--- Material for the task ---
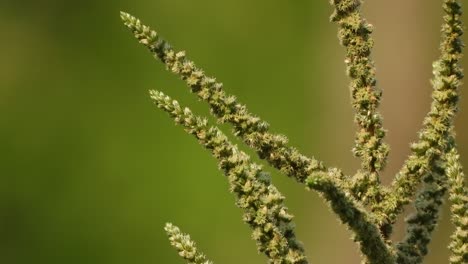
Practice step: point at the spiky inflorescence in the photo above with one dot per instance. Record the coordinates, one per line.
(185, 246)
(354, 34)
(434, 139)
(252, 130)
(262, 203)
(459, 198)
(365, 232)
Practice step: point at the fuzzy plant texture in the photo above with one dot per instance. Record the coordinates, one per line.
(368, 208)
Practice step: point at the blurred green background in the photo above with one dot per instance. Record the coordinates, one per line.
(90, 171)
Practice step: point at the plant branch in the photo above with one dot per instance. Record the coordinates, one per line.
(262, 203)
(355, 35)
(185, 245)
(459, 198)
(433, 138)
(354, 215)
(250, 128)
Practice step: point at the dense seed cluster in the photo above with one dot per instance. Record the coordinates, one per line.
(262, 203)
(432, 168)
(185, 245)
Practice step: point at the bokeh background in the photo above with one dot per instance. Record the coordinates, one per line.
(90, 171)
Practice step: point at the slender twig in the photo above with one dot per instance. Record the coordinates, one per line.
(185, 245)
(433, 138)
(459, 198)
(254, 132)
(355, 35)
(262, 203)
(365, 232)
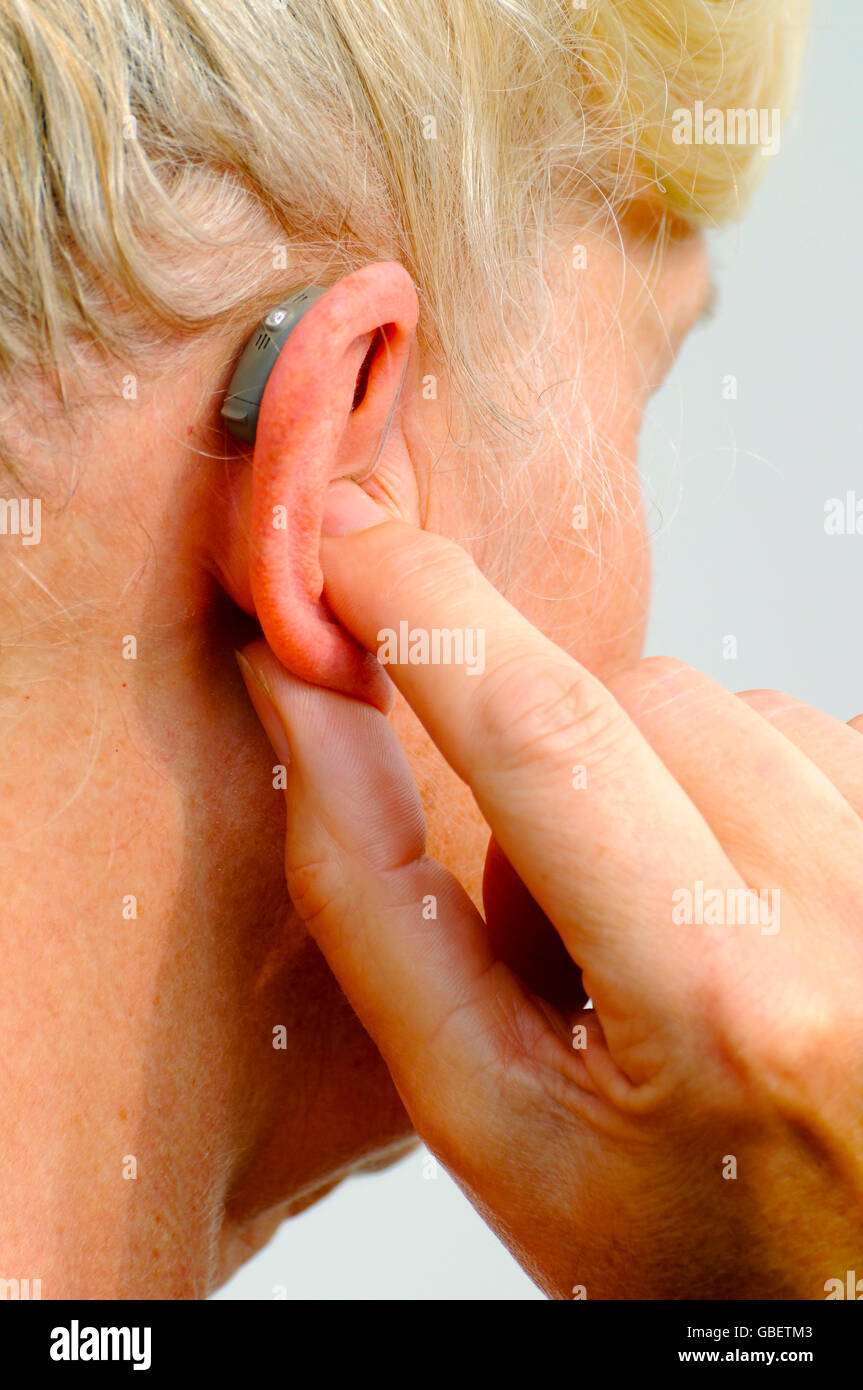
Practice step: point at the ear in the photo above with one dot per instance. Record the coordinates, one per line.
(331, 410)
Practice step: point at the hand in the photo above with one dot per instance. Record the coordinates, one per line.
(699, 1132)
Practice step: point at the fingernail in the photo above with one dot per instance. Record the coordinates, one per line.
(349, 509)
(266, 706)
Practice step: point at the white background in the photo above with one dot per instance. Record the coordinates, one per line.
(735, 503)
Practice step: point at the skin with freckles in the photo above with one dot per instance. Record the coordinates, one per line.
(153, 1134)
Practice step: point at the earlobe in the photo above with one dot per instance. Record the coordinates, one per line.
(324, 412)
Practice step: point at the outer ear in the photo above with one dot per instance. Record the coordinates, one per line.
(324, 413)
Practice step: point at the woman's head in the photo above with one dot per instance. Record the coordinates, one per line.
(505, 221)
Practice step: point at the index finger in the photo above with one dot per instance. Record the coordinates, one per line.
(587, 813)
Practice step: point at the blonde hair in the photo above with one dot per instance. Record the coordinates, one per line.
(159, 153)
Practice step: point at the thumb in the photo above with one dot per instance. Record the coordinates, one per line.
(398, 930)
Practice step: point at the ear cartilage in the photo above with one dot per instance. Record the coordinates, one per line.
(243, 396)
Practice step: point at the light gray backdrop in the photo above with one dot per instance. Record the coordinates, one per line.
(735, 502)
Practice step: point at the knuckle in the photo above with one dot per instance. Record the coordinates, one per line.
(317, 890)
(784, 1057)
(430, 566)
(532, 712)
(638, 684)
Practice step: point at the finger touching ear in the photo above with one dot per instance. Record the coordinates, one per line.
(331, 410)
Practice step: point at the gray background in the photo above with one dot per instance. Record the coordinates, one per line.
(735, 502)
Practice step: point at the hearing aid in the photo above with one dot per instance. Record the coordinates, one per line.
(243, 396)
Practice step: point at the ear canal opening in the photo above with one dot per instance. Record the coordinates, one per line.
(359, 395)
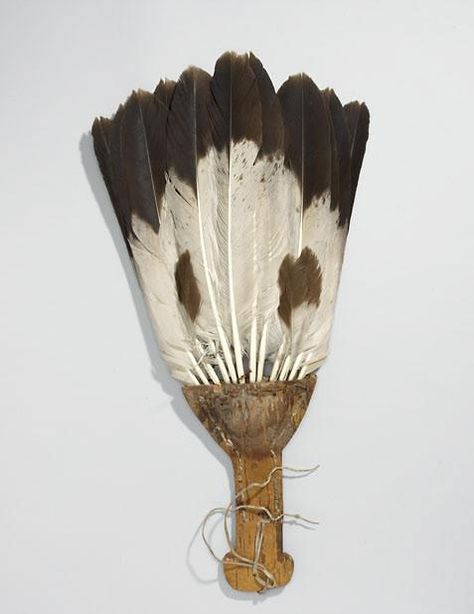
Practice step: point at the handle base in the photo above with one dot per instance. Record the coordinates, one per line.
(242, 578)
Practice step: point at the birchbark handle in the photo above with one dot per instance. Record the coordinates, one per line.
(249, 523)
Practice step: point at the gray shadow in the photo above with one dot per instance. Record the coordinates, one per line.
(159, 369)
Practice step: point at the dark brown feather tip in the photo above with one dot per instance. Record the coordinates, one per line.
(300, 281)
(187, 286)
(322, 142)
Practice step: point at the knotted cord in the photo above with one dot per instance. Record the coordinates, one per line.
(263, 576)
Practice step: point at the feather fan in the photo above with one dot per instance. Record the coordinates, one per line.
(235, 201)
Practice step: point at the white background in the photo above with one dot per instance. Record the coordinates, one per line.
(105, 474)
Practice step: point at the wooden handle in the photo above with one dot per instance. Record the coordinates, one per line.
(253, 422)
(275, 567)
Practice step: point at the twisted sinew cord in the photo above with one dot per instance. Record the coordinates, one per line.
(263, 576)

--- Required work ---
When the line that holds "Practice step: point at the finger touching" is reached, begin duplicating exactly, and continue through the last line of the listing, skipping the pictures; output nothing else.

--- Answer space ---
Practice step: point at the finger touching ear in the photo above with one dot per instance. Record the coordinates, one per line.
(331, 410)
Practice step: point at the gray background in the photo above with one dot per instance. Record the coordinates, one per line.
(735, 502)
Practice step: point at the hearing aid in the photo above with one dot per instance. Record the coordinates, one per line.
(243, 396)
Practice step: point at the ear canal opening in the photo above with one dot per instance. Record the coordinates, one per line.
(359, 395)
Practice step: point at the handle base in the photo above with one dot per instance. Record the coordinates, one per line.
(242, 578)
Practice step: point at the birchbark handle in the photo above with one dot per instance. Record the coordinates, one per line.
(249, 523)
Practice step: point at the gray shadow in the photo above with one dot per instance. Record the coordinates, one per line.
(159, 369)
Practice step: point at the dark brown feather tip in the photo above with one dot per instance. Record the coordinates, one per line.
(300, 281)
(187, 286)
(322, 142)
Practice step: point at the knotted cord in the photo above with one dot per instance. Record the coordinates, one per line.
(263, 576)
Practice step: point at the feather fan in the photo above with one dot per instance. Record the coordinates, one per line.
(235, 201)
Practice step: point at the white background in the photo above with one dot per instance. Record the coordinates, one per line.
(105, 474)
Practice step: point at the wooden handle in the photo above with one dot per instance. Record the coordinates, one per line.
(253, 422)
(275, 567)
Practice step: point at the twisted sinew cord in the photo above with one dot per instance. Record the coordinates, one per line.
(263, 576)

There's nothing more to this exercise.